- [PROBLEMS TO WORK ON]:
1 - According to the Blue Badge text, from what date can people with hidden disabilities apply for a Blue Badge?
2 - Rewrite the part of the Blue Badge text starting with "The Blue Badge Scheme currently" and going on through "further than 50m.", replacing "designated bays" with "marked bays".

- [SELECTED TEXT]:
++++++++

The New Blue Badge Rules
The announcement followed new guidance for local authorities in England after an eight-week consultation and is the biggest change to the Blue Badge scheme since it was first introduced in 1970. 2.35 million people currently have a blue badge in the UK because of a physical mobility issue or because they are registered blind.
The new guidance means that people with hidden disabilities can apply for a Blue Badge from 30th August 2019. Conditions that will be considered include (but are not limited to):
- Irritable Bowel Diseases
- Crohn’s Disease
- Attention Deficit Hyperactivity Disorder (ADHD)
Local authorities will still have the final say on who will actually qualify for a permit. In the past, local authorities could not exclude people with hidden disabilities, but granting permission for a Blue Badge was open to interpretation. These changes give councils much clearer guidelines to follow.
The changes aim to support people who suffer from extreme psychological distress caused by travelling, who risk serious harm to themselves or others when they take a journey or who experience considerable difficulty when walking. It is also hoped that the changes will help to combat lonliness by making it easier for people to stay in touch with friends and family.
What Is The Blue Badge Scheme?
The Blue Badge Scheme currently helps people with a physical disability that impairs their ability to walk and reduces their capacity to access the benefits of public transport.
The scheme allows people to park in designated bays in car parks and on single or double yellow lines on main public roads for up to 3 hours, provided it is safe to do so and at least 15 metres from a junction.
People with a physical disability over two years of age are automatically eligible for a Blue Badge if they meet at least one the following criteria:
- People in receipt of the Higher Rate of the Mobility component of the Disability Living Allowance (DLA).
- People in in receipt of the Personal Independence Payment (PIP) having scored 8 or more points under ‘moving around’ in the mobility component and are unable to walk a distance further than 50m.
- People who are registered as blind or who are severely visually impaired.
- People in receipt of the War Pensioner’s Mobility Supplement (WPMS).
- People who have received a lump sum from the Compensation Scheme of the Armed Forces and Reserve Forces (within tariffs 1-8) and who have registered as having a permanent or substantial disability that either prevents them from walking or causes considerable difficulties when walking.
Parents of a children under 3 who need to travel with bulky medical equipment can also apply for a blue badge, as can drivers with a severe disability in both arms who may find it difficult to use equipment like a parking meter.
If you live in England or Wales and want to check your eligibility or apply for a Blue Badge visit the the gov.uk website. Drivers in Scotland should visit mygov.scot, and people in Northern Ireland need to go to nidirect.gov.uk.

++++++++

- [EXTRACTED ENTRIES]:
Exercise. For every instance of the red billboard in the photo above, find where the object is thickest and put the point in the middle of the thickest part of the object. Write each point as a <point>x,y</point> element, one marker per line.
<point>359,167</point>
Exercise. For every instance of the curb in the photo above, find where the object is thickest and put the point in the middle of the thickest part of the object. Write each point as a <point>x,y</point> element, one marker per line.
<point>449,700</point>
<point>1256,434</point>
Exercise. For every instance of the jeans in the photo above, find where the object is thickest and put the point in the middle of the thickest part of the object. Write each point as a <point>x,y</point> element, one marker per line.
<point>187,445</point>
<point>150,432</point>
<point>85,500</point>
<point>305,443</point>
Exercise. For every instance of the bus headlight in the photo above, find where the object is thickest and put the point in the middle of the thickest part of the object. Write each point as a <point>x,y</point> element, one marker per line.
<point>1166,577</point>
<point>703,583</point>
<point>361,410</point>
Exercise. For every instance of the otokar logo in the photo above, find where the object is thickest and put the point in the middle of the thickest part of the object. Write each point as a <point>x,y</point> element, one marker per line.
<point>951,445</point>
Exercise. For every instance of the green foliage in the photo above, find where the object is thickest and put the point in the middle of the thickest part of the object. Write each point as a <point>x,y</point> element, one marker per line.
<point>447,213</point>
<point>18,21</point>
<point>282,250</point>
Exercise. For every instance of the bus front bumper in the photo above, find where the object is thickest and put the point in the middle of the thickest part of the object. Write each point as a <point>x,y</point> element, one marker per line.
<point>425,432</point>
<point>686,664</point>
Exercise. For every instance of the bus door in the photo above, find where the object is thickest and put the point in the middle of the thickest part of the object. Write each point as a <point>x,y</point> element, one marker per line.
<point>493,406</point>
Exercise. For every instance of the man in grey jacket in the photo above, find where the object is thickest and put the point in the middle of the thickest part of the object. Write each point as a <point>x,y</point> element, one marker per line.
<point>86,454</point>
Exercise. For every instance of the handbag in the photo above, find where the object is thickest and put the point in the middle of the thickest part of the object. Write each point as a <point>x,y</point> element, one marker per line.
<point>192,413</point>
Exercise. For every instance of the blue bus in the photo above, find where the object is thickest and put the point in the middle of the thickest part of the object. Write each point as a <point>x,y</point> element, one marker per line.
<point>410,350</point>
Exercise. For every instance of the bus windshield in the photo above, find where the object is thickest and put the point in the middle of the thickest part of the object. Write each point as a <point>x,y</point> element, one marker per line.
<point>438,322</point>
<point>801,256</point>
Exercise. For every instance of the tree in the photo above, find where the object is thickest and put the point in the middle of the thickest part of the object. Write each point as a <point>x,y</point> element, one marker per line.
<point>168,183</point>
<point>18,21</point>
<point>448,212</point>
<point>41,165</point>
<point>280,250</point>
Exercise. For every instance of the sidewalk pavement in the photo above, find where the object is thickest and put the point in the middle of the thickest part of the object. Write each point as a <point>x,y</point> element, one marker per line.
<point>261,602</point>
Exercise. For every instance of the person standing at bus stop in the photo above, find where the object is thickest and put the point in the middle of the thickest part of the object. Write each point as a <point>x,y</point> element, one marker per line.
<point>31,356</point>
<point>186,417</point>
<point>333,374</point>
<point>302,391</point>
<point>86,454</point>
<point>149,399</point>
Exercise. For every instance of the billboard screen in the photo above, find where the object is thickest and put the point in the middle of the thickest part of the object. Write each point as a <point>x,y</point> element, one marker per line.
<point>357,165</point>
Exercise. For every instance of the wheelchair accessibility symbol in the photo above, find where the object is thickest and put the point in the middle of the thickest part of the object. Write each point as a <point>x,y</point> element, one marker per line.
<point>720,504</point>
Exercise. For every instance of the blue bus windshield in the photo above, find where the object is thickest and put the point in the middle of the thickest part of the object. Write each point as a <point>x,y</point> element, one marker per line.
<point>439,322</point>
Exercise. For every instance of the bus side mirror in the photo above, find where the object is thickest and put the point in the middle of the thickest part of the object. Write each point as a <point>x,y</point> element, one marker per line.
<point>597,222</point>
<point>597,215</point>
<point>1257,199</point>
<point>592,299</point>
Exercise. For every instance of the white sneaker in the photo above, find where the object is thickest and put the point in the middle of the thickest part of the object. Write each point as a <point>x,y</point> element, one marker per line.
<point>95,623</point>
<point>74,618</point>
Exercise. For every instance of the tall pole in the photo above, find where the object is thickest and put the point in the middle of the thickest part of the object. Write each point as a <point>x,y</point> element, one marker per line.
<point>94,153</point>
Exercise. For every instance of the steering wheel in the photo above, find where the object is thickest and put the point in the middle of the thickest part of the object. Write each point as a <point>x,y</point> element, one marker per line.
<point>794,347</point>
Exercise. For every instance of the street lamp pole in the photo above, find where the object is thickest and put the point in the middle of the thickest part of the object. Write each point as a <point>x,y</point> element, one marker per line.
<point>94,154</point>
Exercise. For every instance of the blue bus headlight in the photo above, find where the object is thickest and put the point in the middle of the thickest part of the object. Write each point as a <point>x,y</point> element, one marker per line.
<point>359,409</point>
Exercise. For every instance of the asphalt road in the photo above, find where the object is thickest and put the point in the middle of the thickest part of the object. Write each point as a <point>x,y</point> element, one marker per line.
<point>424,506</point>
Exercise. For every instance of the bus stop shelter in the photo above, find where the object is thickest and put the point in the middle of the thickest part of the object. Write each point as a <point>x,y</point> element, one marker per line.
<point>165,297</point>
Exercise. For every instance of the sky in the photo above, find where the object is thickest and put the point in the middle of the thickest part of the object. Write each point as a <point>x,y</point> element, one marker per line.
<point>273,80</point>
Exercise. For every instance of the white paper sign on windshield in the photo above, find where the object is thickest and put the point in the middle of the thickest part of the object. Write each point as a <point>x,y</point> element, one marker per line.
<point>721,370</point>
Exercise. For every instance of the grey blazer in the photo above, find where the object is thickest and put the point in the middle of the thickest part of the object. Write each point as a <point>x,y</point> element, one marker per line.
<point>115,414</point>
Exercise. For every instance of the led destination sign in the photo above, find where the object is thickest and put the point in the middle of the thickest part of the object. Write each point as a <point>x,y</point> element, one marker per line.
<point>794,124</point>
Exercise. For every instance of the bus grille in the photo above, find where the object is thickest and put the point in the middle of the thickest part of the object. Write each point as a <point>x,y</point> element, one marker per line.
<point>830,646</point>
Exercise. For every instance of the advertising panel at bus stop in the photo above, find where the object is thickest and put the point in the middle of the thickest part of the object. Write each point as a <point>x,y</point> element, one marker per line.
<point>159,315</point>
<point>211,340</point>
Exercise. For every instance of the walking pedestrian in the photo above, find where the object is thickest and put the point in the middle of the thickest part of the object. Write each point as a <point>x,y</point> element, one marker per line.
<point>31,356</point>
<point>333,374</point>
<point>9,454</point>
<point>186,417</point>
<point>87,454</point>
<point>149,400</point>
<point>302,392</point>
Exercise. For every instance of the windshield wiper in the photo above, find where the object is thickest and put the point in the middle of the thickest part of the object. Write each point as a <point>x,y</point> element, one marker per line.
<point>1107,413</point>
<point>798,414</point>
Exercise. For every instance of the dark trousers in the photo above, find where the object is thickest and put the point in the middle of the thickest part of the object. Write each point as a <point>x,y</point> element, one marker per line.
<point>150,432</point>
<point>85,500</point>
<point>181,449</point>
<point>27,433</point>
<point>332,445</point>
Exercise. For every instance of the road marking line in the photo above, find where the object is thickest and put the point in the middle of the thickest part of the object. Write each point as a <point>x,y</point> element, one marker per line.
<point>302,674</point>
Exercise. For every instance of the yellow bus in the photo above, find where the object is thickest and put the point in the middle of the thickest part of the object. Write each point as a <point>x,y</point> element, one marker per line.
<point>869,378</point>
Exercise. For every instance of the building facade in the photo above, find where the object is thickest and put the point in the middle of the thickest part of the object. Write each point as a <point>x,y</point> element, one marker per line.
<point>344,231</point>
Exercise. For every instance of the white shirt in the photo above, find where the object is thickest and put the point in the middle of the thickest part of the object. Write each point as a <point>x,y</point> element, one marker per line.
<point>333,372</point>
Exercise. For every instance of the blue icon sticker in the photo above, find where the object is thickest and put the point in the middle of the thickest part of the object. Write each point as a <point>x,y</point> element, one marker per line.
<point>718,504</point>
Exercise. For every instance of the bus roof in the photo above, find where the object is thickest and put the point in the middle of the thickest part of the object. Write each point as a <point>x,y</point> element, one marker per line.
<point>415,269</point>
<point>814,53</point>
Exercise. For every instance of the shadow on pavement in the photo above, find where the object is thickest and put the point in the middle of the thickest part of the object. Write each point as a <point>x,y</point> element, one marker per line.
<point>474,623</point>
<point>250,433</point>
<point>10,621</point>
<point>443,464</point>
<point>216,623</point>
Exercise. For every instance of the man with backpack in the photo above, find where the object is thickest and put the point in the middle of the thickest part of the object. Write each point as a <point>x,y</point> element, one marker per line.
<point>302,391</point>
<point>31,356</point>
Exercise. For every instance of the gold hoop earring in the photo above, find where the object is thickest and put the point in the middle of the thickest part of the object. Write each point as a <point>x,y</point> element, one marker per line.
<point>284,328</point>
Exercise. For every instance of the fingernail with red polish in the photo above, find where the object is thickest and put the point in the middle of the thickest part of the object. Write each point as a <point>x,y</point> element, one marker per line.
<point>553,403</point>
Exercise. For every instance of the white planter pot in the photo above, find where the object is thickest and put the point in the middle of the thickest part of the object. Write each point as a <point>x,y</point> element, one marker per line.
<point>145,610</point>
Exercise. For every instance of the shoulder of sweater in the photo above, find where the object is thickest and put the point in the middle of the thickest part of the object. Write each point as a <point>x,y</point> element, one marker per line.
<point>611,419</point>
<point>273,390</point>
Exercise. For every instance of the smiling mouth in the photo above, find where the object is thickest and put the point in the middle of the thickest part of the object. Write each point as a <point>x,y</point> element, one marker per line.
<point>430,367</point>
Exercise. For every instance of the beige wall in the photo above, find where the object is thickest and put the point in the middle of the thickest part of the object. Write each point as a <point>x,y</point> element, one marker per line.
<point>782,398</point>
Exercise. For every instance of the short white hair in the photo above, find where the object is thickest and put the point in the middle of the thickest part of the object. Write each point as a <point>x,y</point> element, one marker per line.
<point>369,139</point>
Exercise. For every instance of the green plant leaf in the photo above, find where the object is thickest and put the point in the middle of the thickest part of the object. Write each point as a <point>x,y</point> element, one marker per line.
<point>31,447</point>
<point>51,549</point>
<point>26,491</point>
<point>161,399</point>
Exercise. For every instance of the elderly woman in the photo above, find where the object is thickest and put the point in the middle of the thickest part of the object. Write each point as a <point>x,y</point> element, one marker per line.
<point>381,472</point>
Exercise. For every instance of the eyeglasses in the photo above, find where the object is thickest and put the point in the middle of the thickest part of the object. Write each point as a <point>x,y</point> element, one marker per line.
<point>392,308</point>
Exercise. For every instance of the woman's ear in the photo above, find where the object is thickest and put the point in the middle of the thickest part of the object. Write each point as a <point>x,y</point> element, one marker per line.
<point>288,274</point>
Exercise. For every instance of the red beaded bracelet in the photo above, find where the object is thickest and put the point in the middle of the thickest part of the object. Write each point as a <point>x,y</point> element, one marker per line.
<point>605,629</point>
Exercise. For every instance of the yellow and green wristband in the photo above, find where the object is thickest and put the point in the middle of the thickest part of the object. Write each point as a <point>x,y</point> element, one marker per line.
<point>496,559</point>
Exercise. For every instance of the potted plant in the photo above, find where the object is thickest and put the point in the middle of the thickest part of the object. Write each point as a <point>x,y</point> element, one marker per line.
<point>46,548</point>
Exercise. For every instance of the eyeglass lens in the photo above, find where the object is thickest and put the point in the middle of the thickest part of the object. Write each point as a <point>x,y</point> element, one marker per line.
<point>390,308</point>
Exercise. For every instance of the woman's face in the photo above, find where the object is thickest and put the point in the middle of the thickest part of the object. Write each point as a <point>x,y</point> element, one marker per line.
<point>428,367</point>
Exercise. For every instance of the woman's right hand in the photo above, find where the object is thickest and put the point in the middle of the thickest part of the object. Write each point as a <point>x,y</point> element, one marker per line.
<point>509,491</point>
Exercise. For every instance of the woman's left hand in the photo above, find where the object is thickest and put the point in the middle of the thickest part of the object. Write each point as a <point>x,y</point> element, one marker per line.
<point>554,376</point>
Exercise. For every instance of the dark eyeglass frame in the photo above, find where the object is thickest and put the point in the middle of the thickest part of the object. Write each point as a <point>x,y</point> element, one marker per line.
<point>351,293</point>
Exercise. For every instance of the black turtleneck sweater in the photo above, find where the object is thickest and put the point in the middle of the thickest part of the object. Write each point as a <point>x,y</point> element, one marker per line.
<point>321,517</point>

++++++++

- [EXERCISE RESULTS]:
1 - From 30th August 2019.

2 -
The Blue Badge Scheme currently helps people with a physical disability that impairs their ability to walk and reduces their capacity to access the benefits of public transport.
The scheme allows people to park in marked bays in car parks and on single or double yellow lines on main public roads for up to 3 hours, provided it is safe to do so and at least 15 metres from a junction.
People with a physical disability over two years of age are automatically eligible for a Blue Badge if they meet at least one the following criteria:
- People in receipt of the Higher Rate of the Mobility component of the Disability Living Allowance (DLA).
- People in in receipt of the Personal Independence Payment (PIP) having scored 8 or more points under ‘moving around’ in the mobility component and are unable to walk a distance further than 50m.